## [Work required]
Copy out, word for word, the lines of the listing below from the line containing "Could you locate the mosque facade" through the last line of the listing, with both of those lines included.

## [Records supplied]
-.-.-
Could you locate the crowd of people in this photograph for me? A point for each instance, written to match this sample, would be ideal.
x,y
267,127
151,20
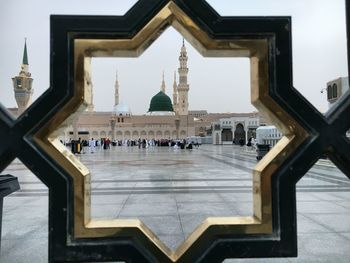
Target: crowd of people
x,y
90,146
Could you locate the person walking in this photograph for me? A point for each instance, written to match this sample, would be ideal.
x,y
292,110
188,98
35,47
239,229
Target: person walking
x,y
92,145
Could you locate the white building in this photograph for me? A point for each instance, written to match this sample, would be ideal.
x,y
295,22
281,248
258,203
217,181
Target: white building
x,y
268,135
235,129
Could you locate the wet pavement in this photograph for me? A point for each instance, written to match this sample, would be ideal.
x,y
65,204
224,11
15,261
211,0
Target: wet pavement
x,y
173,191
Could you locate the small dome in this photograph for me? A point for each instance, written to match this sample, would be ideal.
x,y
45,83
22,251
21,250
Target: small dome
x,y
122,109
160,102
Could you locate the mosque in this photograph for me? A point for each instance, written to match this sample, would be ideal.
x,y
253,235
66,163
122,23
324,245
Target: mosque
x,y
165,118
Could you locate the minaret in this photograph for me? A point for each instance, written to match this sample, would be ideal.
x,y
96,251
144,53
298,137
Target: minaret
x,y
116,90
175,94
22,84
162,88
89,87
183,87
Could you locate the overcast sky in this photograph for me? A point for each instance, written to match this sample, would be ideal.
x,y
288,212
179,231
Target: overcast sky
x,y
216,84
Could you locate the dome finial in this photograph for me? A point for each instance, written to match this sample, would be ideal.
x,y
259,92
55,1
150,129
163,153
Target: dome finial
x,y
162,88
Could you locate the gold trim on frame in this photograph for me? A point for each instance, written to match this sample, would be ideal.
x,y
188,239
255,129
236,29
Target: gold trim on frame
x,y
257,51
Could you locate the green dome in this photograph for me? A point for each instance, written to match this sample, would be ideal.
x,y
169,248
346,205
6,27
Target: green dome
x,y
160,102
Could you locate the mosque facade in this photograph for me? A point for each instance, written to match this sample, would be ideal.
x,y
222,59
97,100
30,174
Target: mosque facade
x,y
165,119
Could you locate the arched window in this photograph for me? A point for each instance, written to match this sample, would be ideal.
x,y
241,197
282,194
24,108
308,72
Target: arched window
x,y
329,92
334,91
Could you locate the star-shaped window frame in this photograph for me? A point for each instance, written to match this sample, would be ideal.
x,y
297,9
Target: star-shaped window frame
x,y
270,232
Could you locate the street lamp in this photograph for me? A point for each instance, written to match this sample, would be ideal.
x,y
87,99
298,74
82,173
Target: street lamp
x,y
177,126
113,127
-.-.-
## [Problem solution]
Could you locate the mosque facade in this photograph for me? A point for each instance, written to match this sample, would be ideal.
x,y
222,59
97,100
30,174
Target: mosque facade
x,y
165,119
Could you locate the arched window in this photograph for me? A point for each instance, written to match this sample, would be ideal.
x,y
241,197
282,194
24,108
308,72
Target: arched window
x,y
329,92
334,91
Could you locate the star-shaped window frame in this photograph for me? A point for each instance, written to match this sample, would be ideal.
x,y
297,9
Target: star-shaped window frame
x,y
270,232
Could you locate the street lamp in this photograph for me? A point for each instance, written to match this sample, would be ideal.
x,y
87,99
298,74
82,173
Target: street lamp
x,y
177,126
113,127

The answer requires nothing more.